• Brief: Nothing but the lines from the one containing "like (0, 232)." through the one containing "like (27, 209).", both included, should be given again, each exactly as written below.

*** Data for this task

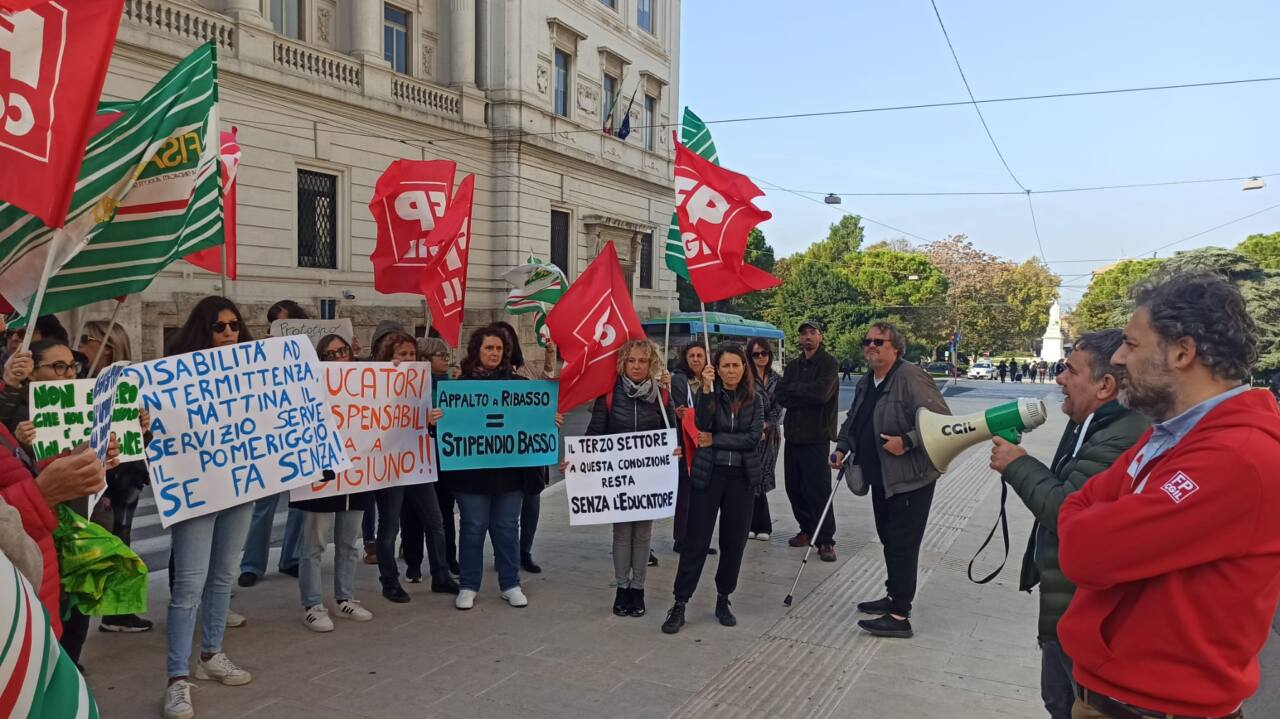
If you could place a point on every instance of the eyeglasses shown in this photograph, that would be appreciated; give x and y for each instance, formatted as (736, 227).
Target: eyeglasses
(341, 353)
(60, 367)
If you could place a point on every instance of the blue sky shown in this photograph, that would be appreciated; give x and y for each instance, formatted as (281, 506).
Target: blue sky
(762, 58)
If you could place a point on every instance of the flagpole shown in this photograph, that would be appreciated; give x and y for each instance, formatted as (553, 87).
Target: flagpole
(33, 310)
(106, 337)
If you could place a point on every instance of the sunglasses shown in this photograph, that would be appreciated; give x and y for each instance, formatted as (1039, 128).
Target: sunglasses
(60, 367)
(341, 353)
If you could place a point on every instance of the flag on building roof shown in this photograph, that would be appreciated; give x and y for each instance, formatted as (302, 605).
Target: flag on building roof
(536, 288)
(694, 136)
(149, 192)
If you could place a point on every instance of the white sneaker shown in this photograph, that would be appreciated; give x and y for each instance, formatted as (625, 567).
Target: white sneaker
(351, 609)
(222, 669)
(177, 700)
(515, 598)
(316, 619)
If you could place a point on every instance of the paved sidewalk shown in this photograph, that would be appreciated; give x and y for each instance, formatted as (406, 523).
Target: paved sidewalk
(974, 653)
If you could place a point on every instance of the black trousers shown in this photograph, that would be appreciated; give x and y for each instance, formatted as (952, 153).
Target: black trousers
(808, 482)
(419, 499)
(728, 495)
(900, 522)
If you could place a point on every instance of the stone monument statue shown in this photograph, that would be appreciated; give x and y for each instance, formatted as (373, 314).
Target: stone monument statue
(1051, 349)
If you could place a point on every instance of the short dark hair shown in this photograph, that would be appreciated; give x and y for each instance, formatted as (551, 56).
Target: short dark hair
(293, 308)
(1101, 346)
(1208, 310)
(895, 338)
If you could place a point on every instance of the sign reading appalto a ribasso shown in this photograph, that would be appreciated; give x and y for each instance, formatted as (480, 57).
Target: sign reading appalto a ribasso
(624, 477)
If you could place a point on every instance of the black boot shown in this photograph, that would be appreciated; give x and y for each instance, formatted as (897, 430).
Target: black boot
(622, 601)
(675, 618)
(723, 613)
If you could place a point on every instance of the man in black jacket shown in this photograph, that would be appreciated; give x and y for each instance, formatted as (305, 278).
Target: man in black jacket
(810, 392)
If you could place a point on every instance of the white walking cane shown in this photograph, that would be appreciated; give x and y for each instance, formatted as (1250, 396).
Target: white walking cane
(813, 541)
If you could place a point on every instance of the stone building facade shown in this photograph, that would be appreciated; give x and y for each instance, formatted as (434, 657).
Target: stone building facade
(327, 94)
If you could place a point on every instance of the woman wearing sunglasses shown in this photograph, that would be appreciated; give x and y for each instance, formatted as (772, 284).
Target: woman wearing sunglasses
(767, 387)
(336, 517)
(205, 549)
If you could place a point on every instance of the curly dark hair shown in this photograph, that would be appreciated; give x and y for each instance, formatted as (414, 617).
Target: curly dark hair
(1207, 308)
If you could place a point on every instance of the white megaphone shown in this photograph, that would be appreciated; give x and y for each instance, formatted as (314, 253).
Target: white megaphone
(945, 436)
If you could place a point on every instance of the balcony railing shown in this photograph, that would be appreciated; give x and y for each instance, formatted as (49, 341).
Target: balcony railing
(186, 22)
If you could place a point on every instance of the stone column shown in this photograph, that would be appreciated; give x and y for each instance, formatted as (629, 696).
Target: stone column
(366, 30)
(246, 12)
(462, 26)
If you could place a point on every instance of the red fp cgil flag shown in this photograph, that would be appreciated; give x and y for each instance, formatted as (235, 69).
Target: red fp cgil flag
(716, 215)
(589, 324)
(444, 279)
(53, 63)
(211, 257)
(410, 198)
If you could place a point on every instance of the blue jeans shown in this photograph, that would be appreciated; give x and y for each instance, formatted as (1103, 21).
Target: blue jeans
(1057, 687)
(204, 568)
(498, 514)
(316, 530)
(259, 543)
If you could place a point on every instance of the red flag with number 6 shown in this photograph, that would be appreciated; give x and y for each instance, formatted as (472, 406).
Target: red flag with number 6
(444, 278)
(589, 324)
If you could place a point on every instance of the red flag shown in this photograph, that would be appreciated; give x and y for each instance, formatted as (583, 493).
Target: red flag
(53, 63)
(716, 215)
(408, 200)
(444, 279)
(590, 323)
(211, 259)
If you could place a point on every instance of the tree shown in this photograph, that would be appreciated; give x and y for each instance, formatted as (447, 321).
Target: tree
(1264, 250)
(1106, 303)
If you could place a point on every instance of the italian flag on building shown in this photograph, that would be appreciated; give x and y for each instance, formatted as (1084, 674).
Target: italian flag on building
(694, 136)
(149, 192)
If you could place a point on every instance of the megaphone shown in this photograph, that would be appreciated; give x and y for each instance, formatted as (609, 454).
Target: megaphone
(945, 435)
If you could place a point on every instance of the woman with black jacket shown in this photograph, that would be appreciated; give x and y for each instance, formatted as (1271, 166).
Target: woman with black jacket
(339, 517)
(489, 500)
(730, 417)
(639, 403)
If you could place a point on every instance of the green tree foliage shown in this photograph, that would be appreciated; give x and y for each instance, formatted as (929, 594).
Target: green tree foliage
(1106, 302)
(1264, 250)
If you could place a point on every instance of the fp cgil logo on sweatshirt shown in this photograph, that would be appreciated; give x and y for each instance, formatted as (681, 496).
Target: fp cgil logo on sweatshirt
(1179, 488)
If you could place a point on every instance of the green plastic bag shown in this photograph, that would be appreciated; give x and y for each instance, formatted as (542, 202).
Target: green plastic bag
(100, 575)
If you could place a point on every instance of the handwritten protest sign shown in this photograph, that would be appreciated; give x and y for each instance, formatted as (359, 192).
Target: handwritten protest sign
(625, 477)
(314, 329)
(63, 415)
(104, 399)
(236, 424)
(380, 410)
(497, 424)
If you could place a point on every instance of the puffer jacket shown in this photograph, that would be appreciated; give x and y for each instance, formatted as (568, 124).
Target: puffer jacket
(629, 415)
(1110, 433)
(735, 436)
(18, 488)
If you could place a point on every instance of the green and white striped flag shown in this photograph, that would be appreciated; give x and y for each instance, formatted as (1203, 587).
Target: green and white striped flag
(538, 287)
(695, 136)
(149, 193)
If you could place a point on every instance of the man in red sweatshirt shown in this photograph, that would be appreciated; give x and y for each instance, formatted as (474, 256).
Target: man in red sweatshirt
(1175, 549)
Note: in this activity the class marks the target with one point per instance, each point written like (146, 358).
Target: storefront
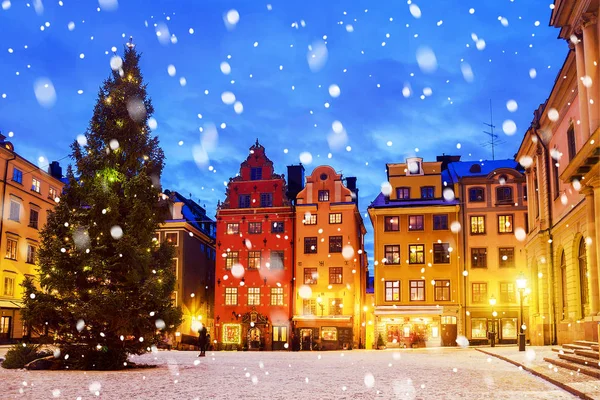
(480, 325)
(324, 333)
(405, 327)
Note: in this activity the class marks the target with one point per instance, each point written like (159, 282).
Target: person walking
(202, 333)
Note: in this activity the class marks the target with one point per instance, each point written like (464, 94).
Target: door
(254, 339)
(5, 328)
(279, 337)
(306, 339)
(449, 331)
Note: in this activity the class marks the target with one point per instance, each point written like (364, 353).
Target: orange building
(330, 263)
(254, 265)
(28, 195)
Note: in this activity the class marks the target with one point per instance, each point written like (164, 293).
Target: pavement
(532, 360)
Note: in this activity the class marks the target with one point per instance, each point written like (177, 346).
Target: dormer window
(414, 166)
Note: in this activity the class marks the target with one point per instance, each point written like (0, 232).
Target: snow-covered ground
(357, 374)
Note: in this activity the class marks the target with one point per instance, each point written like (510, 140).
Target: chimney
(446, 159)
(295, 182)
(351, 184)
(55, 170)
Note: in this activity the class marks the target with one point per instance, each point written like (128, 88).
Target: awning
(409, 310)
(11, 304)
(329, 318)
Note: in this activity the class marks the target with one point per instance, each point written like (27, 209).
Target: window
(335, 218)
(427, 192)
(403, 193)
(253, 259)
(173, 238)
(478, 258)
(416, 254)
(9, 286)
(417, 290)
(266, 200)
(478, 328)
(415, 223)
(392, 224)
(36, 185)
(505, 223)
(440, 222)
(277, 227)
(310, 276)
(244, 201)
(329, 333)
(506, 255)
(253, 296)
(479, 292)
(310, 245)
(256, 174)
(231, 296)
(276, 260)
(33, 218)
(15, 210)
(233, 257)
(571, 142)
(392, 254)
(309, 307)
(507, 292)
(323, 195)
(17, 175)
(310, 219)
(335, 244)
(442, 290)
(336, 307)
(335, 275)
(52, 193)
(254, 228)
(476, 195)
(233, 229)
(441, 254)
(504, 194)
(276, 296)
(11, 248)
(31, 250)
(478, 225)
(392, 290)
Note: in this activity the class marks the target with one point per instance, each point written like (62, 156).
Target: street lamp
(493, 336)
(521, 284)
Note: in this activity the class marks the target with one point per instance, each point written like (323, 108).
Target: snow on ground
(357, 374)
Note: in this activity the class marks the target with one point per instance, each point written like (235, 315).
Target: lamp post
(493, 333)
(521, 284)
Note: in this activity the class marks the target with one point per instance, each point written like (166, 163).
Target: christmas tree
(104, 285)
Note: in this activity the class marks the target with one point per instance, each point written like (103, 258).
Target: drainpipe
(4, 193)
(551, 245)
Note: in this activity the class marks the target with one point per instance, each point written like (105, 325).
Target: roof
(381, 201)
(194, 214)
(463, 169)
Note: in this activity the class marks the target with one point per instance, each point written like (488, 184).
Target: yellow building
(192, 234)
(417, 258)
(561, 154)
(28, 194)
(493, 217)
(330, 263)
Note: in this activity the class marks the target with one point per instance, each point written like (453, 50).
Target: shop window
(329, 333)
(232, 333)
(478, 328)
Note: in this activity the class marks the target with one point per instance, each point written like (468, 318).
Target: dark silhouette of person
(202, 340)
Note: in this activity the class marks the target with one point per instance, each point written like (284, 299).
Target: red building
(254, 266)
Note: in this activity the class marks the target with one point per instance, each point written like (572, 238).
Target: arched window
(563, 284)
(583, 282)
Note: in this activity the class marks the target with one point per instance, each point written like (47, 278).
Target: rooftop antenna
(493, 142)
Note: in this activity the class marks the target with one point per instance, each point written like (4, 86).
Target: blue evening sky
(284, 101)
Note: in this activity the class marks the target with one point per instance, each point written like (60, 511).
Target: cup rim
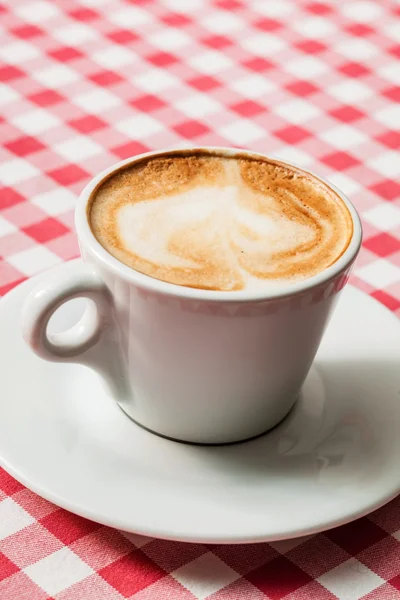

******

• Completed exercise:
Note: in this activity the class marks the target with one point per instance, each point written like (0, 232).
Target: snow-covered ground
(357, 374)
Note: in this activity the class marks the target with one point per instance, each point written like (510, 140).
Target: chimney
(446, 159)
(295, 182)
(351, 184)
(55, 170)
Note: in this activity the class marks the target with one point per instance, each point written like (128, 88).
Target: awning
(409, 310)
(11, 304)
(329, 318)
Note: in this activity the class marks the target with one point per instance, each point written like (27, 209).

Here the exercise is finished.